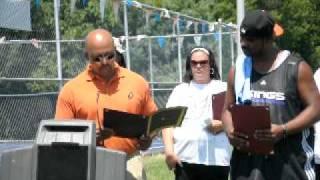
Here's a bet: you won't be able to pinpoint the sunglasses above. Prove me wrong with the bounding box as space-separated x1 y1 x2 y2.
190 60 209 66
90 51 115 62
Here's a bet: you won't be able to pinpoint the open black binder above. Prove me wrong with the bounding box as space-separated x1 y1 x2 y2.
103 106 188 138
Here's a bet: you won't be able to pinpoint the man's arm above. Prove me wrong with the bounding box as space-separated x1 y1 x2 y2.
55 87 76 119
222 67 236 134
222 67 249 149
255 62 320 143
284 61 320 134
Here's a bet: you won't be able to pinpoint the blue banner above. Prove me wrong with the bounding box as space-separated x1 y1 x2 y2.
154 13 161 22
157 37 166 48
201 23 209 33
82 0 88 6
35 0 40 8
126 0 133 7
179 19 185 32
213 33 220 41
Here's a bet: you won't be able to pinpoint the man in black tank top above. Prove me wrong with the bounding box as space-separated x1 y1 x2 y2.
222 10 320 180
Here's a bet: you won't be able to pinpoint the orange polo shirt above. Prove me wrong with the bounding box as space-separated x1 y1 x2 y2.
55 64 158 155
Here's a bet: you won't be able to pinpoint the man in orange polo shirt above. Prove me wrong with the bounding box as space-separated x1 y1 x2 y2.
55 28 158 180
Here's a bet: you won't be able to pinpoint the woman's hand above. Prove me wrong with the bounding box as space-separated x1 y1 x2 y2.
164 152 181 170
206 119 224 134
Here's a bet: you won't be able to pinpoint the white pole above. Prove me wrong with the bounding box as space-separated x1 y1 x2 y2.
176 15 183 83
218 18 223 79
54 0 62 89
236 0 245 57
123 2 131 70
148 38 154 96
230 32 235 67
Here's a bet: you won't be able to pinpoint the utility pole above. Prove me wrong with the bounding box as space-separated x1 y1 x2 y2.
236 0 245 57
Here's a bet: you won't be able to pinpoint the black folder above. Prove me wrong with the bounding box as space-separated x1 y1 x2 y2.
230 104 273 154
103 106 188 138
212 91 226 120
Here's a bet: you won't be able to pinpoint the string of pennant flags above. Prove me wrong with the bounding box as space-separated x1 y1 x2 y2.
34 0 236 30
115 31 236 49
34 0 237 48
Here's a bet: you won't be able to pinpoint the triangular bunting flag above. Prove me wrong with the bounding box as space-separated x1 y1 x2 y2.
154 12 161 22
157 37 166 48
82 0 88 7
172 23 176 35
194 22 199 34
35 0 40 8
209 23 215 32
136 35 147 41
178 36 184 47
186 20 193 31
194 36 202 46
126 0 133 7
160 8 170 18
213 33 220 41
70 0 76 14
100 0 107 21
134 1 142 8
112 0 121 22
201 23 208 33
145 9 152 25
178 19 185 32
172 17 179 34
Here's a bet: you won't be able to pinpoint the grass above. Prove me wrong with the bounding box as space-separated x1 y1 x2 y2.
143 153 175 180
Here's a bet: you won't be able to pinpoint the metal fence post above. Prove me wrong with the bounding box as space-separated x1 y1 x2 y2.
218 18 223 79
230 31 235 67
54 0 63 89
123 1 131 70
176 15 183 83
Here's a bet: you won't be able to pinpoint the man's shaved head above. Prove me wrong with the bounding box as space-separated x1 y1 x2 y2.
84 29 117 82
85 29 114 53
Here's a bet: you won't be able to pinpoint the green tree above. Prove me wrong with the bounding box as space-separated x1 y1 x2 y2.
1 0 320 95
141 0 320 69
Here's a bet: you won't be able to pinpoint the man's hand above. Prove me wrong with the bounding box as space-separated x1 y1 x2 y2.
137 135 153 151
254 124 285 143
226 127 249 150
96 128 113 145
164 152 181 170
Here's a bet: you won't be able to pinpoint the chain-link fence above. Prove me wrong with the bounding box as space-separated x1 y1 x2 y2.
0 0 237 141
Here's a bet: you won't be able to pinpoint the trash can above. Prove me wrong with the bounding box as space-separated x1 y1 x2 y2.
33 120 96 180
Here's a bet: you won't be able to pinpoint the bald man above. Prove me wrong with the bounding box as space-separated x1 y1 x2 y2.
55 29 158 180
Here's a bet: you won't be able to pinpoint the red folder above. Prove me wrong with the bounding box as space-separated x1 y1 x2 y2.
212 91 226 120
229 104 273 155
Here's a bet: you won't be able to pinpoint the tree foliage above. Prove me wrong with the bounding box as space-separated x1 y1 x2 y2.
1 0 319 94
156 0 320 68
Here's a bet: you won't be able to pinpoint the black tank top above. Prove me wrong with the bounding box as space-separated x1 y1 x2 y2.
251 54 314 178
250 53 303 125
231 54 315 180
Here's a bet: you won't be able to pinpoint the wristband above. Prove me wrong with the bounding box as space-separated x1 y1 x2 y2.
282 124 288 138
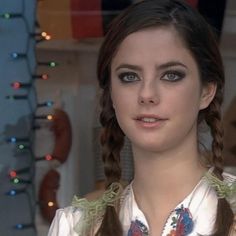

=-=-=-=-=

## TASK DESCRIPTION
Leave the pictures out and reproduce all of the records exactly.

## EXPECTED OUTPUT
Here's a bet: you won't be able to pinpoint the sunglasses above. Prove me wrong with the bounding box as space-separated x1 y1 x2 y2.
190 60 209 66
90 51 115 62
Here's a bet: you won't be able to pinpoint the open black binder above. Prove me wrong with the bounding box as space-separated x1 y1 x2 y2.
103 106 188 138
Here's a bet: you won't be able to pinpoint the man's arm above. Prove me wrong with the bounding box as space-separated x1 y1 x2 y2.
55 87 76 119
222 67 236 134
222 67 249 149
255 62 320 143
284 61 320 134
Here's a bet: you won't be able to pinpoint the blue banner above. Prove me wrong with the bounding box as space-separated x1 y1 x2 y2.
154 13 161 22
157 37 166 48
201 23 209 33
82 0 88 6
35 0 40 8
126 0 133 7
179 19 185 32
213 33 220 41
Here's a bet: you won't be able to pinpoint the man in black tank top above. Prove me wrong with the bounding box as space-separated x1 y1 x2 y2.
222 10 320 180
Here's a bet: you won't be able to pinpoint the orange polo shirt above. Prove me wrong with the bounding box as space-separated x1 y1 x2 y2.
55 64 158 155
Here's a bet: you won't be able to pinpoint the man in orange polo shirt above. Prove me wrong with the bounding box as space-separated x1 y1 x2 y2.
55 28 158 180
Here's a bet: you won't be able to pinpoint the woman's hand above. Prove me wrong with the bounding box as space-separated x1 y1 x2 y2.
164 152 181 170
206 119 224 134
Here's a bet: you won't be able to pinpoint the white pole above. Prove me wrong with the bounding box as space-separated x1 y1 x2 y2.
176 15 183 83
218 18 223 79
54 0 62 89
236 0 245 57
123 2 131 70
148 38 154 96
230 32 235 67
Here's a bet: you won't be able to pinpoint the utility pole above. Prove me wrong with the bounding box as space-separated x1 y1 x2 y2.
236 0 245 57
Here's a bet: you won't be able to pinpoint the black folder above. Prove me wrong with the bounding box as space-separated x1 y1 x2 y2.
230 104 273 154
103 106 188 138
212 91 226 120
Here's a bet: you won't be able to pinpoint the string of pennant flags above. Prove me wrong with the bounding box as space-separated x1 y1 x2 y2.
34 0 236 30
115 31 236 49
34 0 237 48
Here's a bet: you won't be able to pinpoint the triangular bunting flag above. Prove me wrong with the bounding box as space-separated x1 y1 x2 y2.
154 12 161 22
157 37 166 48
82 0 88 7
172 23 176 35
194 22 199 34
35 0 40 8
209 23 215 32
136 35 147 41
178 36 184 47
186 20 193 31
194 36 202 46
126 0 133 7
160 8 170 18
213 33 220 41
70 0 76 14
100 0 107 21
134 1 142 8
112 0 121 22
201 23 208 33
145 9 152 25
178 19 185 32
172 17 179 34
Here's a bet: you won't be able to pinpoint the grass above. Prove me wrong with the bounding box as space-separated x1 y1 x2 y2.
143 153 175 180
Here's a bet: you won't be able to pinpoint the metal fence post above. Prove me wrong with the bounding box as space-separated x1 y1 x2 y2.
218 18 223 79
230 31 235 67
54 0 63 89
123 1 131 70
176 15 183 83
Here's a bet: you won't be able to pinpoint the man's shaved head above. Prove me wrong with the bounding box as space-separated x1 y1 x2 y2.
84 29 117 82
85 29 114 53
Here's a bet: you won't be able to pinpoint the green tree above. Prove me wrong with the bounding box as space-separated x1 y1 x2 y2.
1 0 320 95
141 0 320 69
Here's a bet: you won't be able to pinpoint the man's hand above. Prove me wrong with the bounding box as space-separated x1 y1 x2 y2.
137 135 153 151
254 124 285 143
226 127 249 150
96 128 113 145
164 152 181 170
Here's a bet: you won't be able to pinpoint the chain-link fence above. Prove me wrong with the bounding box as space-separated x1 y1 x2 y2.
0 0 237 141
Here's a bet: you won't be able to pinpoint the trash can above. Prove me wrong with the bounding box as space-separated x1 y1 x2 y2.
33 120 96 180
Here's a bet: you won't be able to pinpoint the bald man above. Prove me wrong with the bounding box as space-separated x1 y1 x2 y2.
55 29 158 180
Here's a bet: you won't be able to pinpoint the red folder above. Prove me wrong with the bounding box as space-separated x1 y1 x2 y2.
212 91 226 120
229 104 273 155
Here's a bet: you won't be able to pinpoint the tree foliage above. Prove me wrong with the bounding box as space-separated x1 y1 x2 y2.
1 0 319 94
156 0 320 68
Here's a bet: you won't be able to pinpoint the black tank top above. Prove me wrong with the bounding box as space-separated x1 y1 x2 y2.
251 54 314 178
250 53 303 125
231 54 315 180
Here's a bet: you won't be able to pinpoint the wristband above. Prove me wrong with the bounding box as space-separated x1 y1 x2 y2.
282 124 288 138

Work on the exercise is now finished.